*** Belge Bölümü ***
ANAYASA MAHKEMESİ KARARI
Esas Sayısı : 2023/76
Karar Sayısı : 2023/155
Karar Tarihi : 13/9/2023
R.G. Tarih - Sayı : 12/10/2023 - 32337
İTİRAZ YOLUNA BAŞVURANLAR:
1. Oltu İcra Hukuk Mahkemesi (E.2023/76)
2. Kahramanmaraş İcra Hukuk Mahkemesi (E.2023/108)
3. Tokat İcra Hukuk Mahkemesi (E.2023/122)
İTİRAZLARIN KONUSU: 4/11/1983 tarihli ve 2942 sayılı Kamulaştırma Kanunu’na 16/11/2022 tarihli ve 7421 sayılı Kanun’un 5. maddesiyle eklenen ek 4. maddenin birinci fıkrasının Anayasa’nın 2., 10., 35., 36. ve 46. maddelerine aykırı olduğu ileri sürülerek iptaline karar verilmesi talepleridir.
OLAY: İcra takibinin iptaline karar verilmesi talebiyle açılan davalarda itiraz konusu kuralın Anayasa’ya aykırı olduğu kanısına varan Mahkemeler, iptali için başvurmuştur.
***
Görev Gereksinimleri:
a. Lütfen Anayasa Mahkemesi kararında "2. Kahramanmaraş İcra" ifadesinden "iptali için başvurmuştur." ifadesine kadar uzanan bölümü aynen kopyalayın.
b. Anayasa Mahkemesi kararında karar tarihi olarak hangi tarih yer alıyor?
Kayıtların Anayasa Mahkemesi kararıyla hiçbir ilgisi yoktur.
*** Kayıtlar ***
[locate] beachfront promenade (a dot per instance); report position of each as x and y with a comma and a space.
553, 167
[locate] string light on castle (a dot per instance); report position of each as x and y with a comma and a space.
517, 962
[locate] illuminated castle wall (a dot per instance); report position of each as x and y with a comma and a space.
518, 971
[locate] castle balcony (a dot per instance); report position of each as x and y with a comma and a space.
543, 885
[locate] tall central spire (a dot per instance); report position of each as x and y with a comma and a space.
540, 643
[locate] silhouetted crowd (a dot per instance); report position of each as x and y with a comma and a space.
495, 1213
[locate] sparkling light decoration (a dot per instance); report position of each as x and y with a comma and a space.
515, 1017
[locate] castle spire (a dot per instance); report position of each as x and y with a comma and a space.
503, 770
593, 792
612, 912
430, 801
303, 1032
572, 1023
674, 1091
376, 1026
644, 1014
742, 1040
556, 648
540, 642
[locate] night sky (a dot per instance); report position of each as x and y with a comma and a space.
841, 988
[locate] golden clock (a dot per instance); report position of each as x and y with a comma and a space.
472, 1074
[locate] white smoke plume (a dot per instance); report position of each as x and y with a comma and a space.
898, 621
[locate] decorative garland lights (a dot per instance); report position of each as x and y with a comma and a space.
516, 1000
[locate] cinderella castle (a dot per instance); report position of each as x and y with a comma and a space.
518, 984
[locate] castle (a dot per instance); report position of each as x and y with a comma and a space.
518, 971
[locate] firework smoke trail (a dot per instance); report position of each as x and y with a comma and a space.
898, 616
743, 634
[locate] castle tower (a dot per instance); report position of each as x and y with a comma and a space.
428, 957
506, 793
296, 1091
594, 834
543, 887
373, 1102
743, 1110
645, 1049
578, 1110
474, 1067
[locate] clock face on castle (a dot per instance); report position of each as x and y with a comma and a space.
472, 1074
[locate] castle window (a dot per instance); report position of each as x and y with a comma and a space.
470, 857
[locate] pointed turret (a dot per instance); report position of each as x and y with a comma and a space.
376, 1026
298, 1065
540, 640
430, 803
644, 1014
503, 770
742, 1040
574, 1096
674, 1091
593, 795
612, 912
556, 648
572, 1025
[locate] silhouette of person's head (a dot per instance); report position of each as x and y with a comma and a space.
***
Çözüm Listesi:
a.
2. Kahramanmaraş İcra Hukuk Mahkemesi (E.2023/108)
3. Tokat İcra Hukuk Mahkemesi (E.2023/122)
İTİRAZLARIN KONUSU: 4/11/1983 tarihli ve 2942 sayılı Kamulaştırma Kanunu’na 16/11/2022 tarihli ve 7421 sayılı Kanun’un 5. maddesiyle eklenen ek 4. maddenin birinci fıkrasının Anayasa’nın 2., 10., 35., 36. ve 46. maddelerine aykırı olduğu ileri sürülerek iptaline karar verilmesi talepleridir.
OLAY: İcra takibinin iptaline karar verilmesi talebiyle açılan davalarda itiraz konusu kuralın Anayasa’ya aykırı olduğu kanısına varan Mahkemeler, iptali için başvurmuştur.

b. 13/9/2023